- [Selection]
□ □ □ □

Magnetic nanoparticles have a wide range of applications in magneto-optics, sensors, magnetic resonance imaging, ferrofluids, magnetic hyperthermia and drug delivery systems. Herein, Fe3O4 nanoclusters were prepared through the solvothermal method and modified by chemisorption of polyacrylic acid (PAA). The obtained magnetite nanoparticles were characterized by FTIR, XRD, TGA, TEM and VSM analyses. It was found that they were monodisperse with the size of about 8–10 nm and formed grape-like nanoclusters with the uniform size of 70–100 nm. The magnetic properties of the Fe3O4@PAA nanoclusters showed that they were superparamagnetic with almost no hysteresis loop. A colloidal dispersion of the modified Fe3O4 nanoclusters in water was highly stable for up to at least 180 days and exhibited no change in its dispersibility. This was confirmed by zeta potential assessment at different pH and time intervals. Then, they were used as a ferrofluid for mass transfer and also liquid magnetic hyperthermia by an alternating magnetic field for heat build-up in a system, and the results showed their reasonable performance. The magnetorheological properties of a 15 wt% dispersion in water were investigated by rotational rheometry under various magnetic fields, and it demonstrated a reasonable ferrofluid behavior.

□ □ □ □

- [Goal A]
Answer these questions from the nanocluster passage.
(i) What substance was chemisorbed onto the Fe3O4 nanoclusters to modify them?
(ii) What uniform size range did the grape-like nanoclusters have?
(iii) What dispersion was studied by rotational rheometry?
- [Goal B]
Render this sentence from the nanocluster passage in Spanish: "A colloidal dispersion of the modified Fe3O4 nanoclusters in water was highly stable for up to at least 180 days and exhibited no change in its dispersibility."
- [Goal C]
Decide whether each statement agrees with the nanocluster passage. Answer yes or no, and quote the words that settle it.
(i) The Fe3O4 nanoclusters were made by a solvothermal method.
(ii) The Fe3O4@PAA nanoclusters showed a wide hysteresis loop.
(iii) The individual magnetite nanoparticles measured about 50 nm.

- [Records]
□ □ □ □

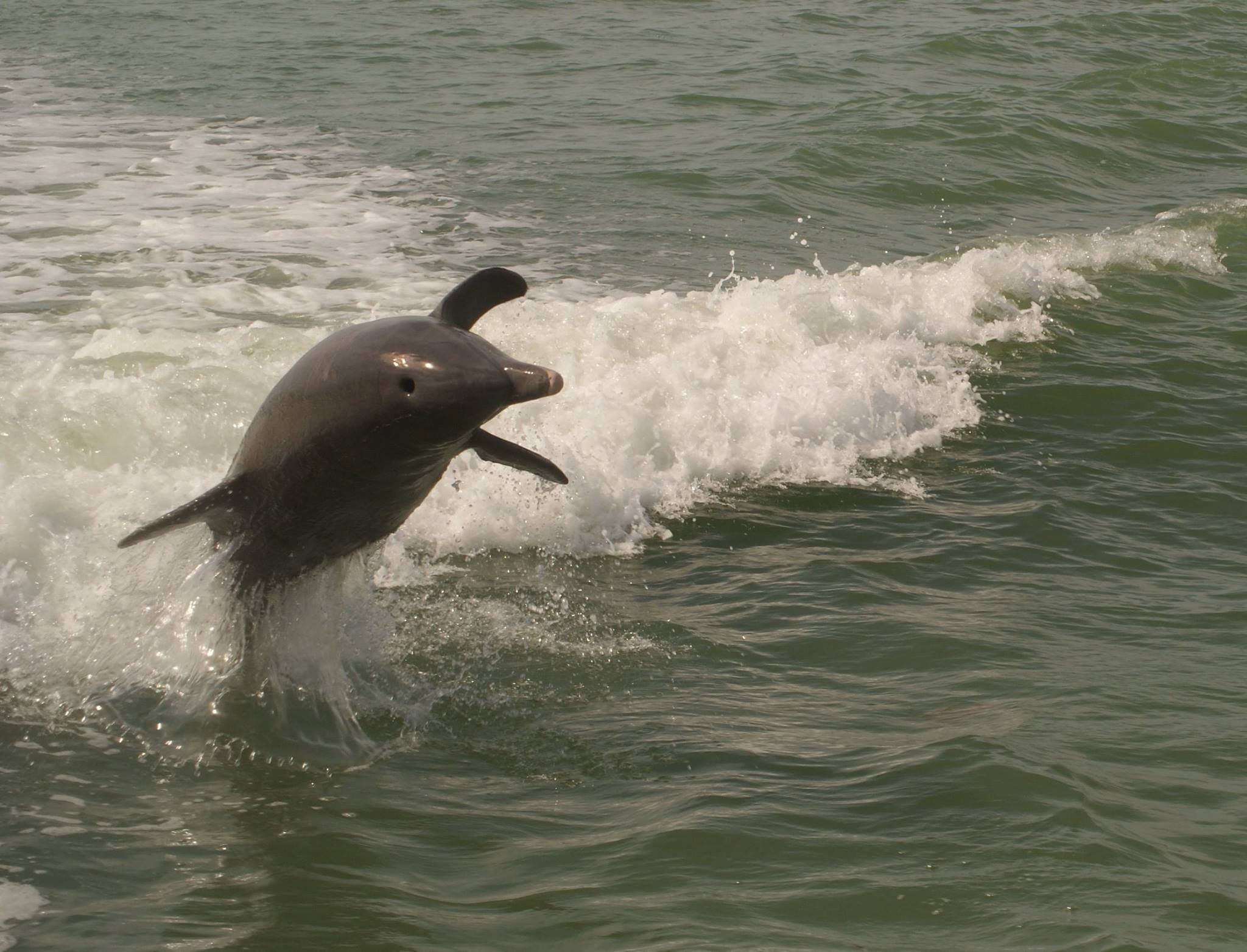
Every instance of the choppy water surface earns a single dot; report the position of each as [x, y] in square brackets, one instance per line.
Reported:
[896, 601]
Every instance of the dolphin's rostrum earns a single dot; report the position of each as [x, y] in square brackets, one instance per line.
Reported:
[359, 430]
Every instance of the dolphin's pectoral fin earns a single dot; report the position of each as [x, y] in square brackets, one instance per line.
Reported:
[216, 508]
[477, 295]
[496, 449]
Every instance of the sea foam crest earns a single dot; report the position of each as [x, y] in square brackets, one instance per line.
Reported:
[672, 398]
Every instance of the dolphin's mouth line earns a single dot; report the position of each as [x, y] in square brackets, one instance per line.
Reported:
[335, 459]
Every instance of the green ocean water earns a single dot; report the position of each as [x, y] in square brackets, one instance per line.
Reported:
[896, 601]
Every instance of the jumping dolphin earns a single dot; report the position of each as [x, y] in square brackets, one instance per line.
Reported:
[359, 430]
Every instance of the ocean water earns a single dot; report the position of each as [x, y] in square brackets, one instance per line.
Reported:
[896, 601]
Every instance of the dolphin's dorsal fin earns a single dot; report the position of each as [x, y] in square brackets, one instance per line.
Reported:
[496, 449]
[479, 293]
[216, 508]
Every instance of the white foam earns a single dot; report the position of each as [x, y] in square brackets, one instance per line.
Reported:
[160, 278]
[18, 903]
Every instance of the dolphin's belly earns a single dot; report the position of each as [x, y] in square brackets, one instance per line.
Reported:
[326, 513]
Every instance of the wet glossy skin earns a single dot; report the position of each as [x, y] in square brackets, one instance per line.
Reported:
[357, 434]
[359, 430]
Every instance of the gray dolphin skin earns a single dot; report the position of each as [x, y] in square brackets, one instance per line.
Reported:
[359, 430]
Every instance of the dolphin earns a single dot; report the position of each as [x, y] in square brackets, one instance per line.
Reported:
[358, 433]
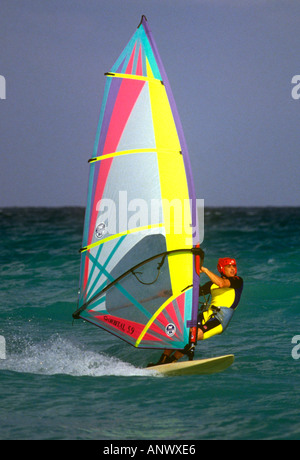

□ □ □ □

- [Full output A]
(i) Polyacrylic acid (PAA).
(ii) 70–100 nm.
(iii) A 15 wt% dispersion in water.

- [Full output B]
Una dispersión coloidal de los nanoclústeres de Fe3O4 modificados en agua se mantuvo muy estable durante al menos 180 días y no mostró ningún cambio en su dispersabilidad.

- [Full output C]
(i) Yes: "Fe3O4 nanoclusters were prepared through the solvothermal method"
(ii) No: "they were superparamagnetic with almost no hysteresis loop"
(iii) No: "they were monodisperse with the size of about 8–10 nm"